| Document text |
——

I'm not sure I understand the issue correctly.

Is this because I fetch an entry from the index to have the mode of the
file, instead of using `our_mode'?  So I should move the error handling
of ll_merge()/xdl_merge() and the detection of the permission conflict
before writing in the file, and call open(…, our_mode)?

I'm also not sure why we need adjust_shared_perm() here.

>> +	if (ret != 0 || !orig_blob)
>> +		ret = error(_("content conflict in %s"), path);
>> +	if (our_mode != their_mode)
>> +		return error(_("permission conflict: %o->%o,%o in %s"),
>> +			     orig_mode, our_mode, their_mode, path);
>> +	if (ret)

——

| Information provided |
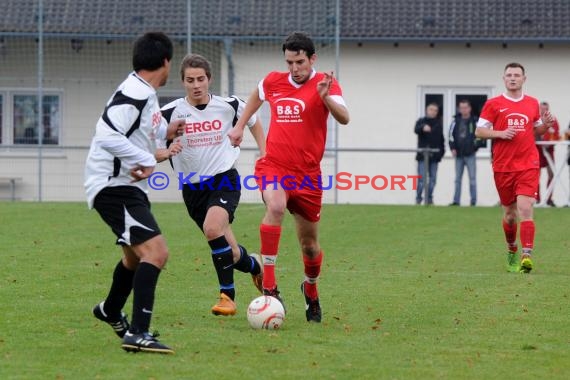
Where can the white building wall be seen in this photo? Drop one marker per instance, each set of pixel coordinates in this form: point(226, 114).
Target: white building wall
point(381, 85)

——

| Instructions for the task |
Copy the merge-conflict discussion word for word from "Is this because" to "call open(…, our_mode)?". The listing isn't needed here.

| Worked solution |
Is this because I fetch an entry from the index to have the mode of the
file, instead of using `our_mode'?  So I should move the error handling
of ll_merge()/xdl_merge() and the detection of the permission conflict
before writing in the file, and call open(…, our_mode)?